Editor's Note: The Life & Arts senior staff combed through this year's pop culture and selected the artists, albums, books and movements that they think, in one way or another, helped define 2011. This is the first in a two-day series.
Ryan Gosling. With that slicked-back hair, glossy grey-eyed death stare and defined abs — Emma Stone called them “Photoshopped” in “Crazy, Stupid, Love” — there’s no denial that the hunky actor has been a serious heartthrob since his career breakout as the hopeless romantic Noah from the all-time chick flick “The Notebook.”
Admiration for the actor, however, rocketed into mania this year. From Tumblrs teasingly mocking the actor’s debonair comportment, to the paparazzi’s obsession with Gosling walking his furry sidekick George, to the viral video of Gosling lifting anchorman Al Roker in a reenactment of “Dirty Dancing” on the “Today” show, the actor struck some kind of chord this year that changed what it means to be the new It Man.
::::
From the Ryan Gosling passage, extract word for word the part that opens with the words containing "Ryan Gosling. With" and closes with "new It Man.".

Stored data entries
::::
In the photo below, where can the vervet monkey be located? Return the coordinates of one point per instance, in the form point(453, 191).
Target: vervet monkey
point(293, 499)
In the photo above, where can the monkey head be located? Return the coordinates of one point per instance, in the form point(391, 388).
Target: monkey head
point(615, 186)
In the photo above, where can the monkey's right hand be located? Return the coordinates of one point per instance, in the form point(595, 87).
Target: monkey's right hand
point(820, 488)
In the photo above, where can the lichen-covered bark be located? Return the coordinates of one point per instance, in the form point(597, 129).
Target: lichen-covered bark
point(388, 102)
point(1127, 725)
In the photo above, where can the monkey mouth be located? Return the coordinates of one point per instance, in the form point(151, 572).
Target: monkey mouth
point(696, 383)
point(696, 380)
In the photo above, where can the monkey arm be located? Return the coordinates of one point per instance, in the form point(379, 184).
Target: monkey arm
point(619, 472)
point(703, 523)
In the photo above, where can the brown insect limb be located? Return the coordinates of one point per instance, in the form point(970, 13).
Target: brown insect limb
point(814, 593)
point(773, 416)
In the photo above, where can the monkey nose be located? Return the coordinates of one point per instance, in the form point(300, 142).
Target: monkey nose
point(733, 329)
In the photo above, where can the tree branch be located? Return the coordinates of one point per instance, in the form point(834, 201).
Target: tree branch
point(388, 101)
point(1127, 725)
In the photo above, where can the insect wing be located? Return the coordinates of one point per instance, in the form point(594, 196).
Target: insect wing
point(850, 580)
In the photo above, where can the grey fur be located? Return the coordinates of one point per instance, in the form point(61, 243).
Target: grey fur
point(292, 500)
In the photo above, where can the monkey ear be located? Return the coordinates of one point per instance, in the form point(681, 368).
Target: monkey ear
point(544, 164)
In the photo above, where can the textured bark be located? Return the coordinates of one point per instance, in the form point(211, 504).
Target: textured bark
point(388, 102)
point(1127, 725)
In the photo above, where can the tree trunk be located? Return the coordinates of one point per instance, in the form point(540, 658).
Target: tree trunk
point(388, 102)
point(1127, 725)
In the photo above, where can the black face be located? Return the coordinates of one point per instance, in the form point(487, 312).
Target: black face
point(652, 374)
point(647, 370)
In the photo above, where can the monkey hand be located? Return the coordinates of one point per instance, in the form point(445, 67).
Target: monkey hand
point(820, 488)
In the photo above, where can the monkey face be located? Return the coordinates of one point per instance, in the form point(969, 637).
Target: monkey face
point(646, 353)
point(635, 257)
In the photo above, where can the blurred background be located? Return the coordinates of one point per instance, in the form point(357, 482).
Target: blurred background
::::
> _Solution to the problem_:
Ryan Gosling. With that slicked-back hair, glossy grey-eyed death stare and defined abs — Emma Stone called them “Photoshopped” in “Crazy, Stupid, Love” — there’s no denial that the hunky actor has been a serious heartthrob since his career breakout as the hopeless romantic Noah from the all-time chick flick “The Notebook.”
Admiration for the actor, however, rocketed into mania this year. From Tumblrs teasingly mocking the actor’s debonair comportment, to the paparazzi’s obsession with Gosling walking his furry sidekick George, to the viral video of Gosling lifting anchorman Al Roker in a reenactment of “Dirty Dancing” on the “Today” show, the actor struck some kind of chord this year that changed what it means to be the new It Man.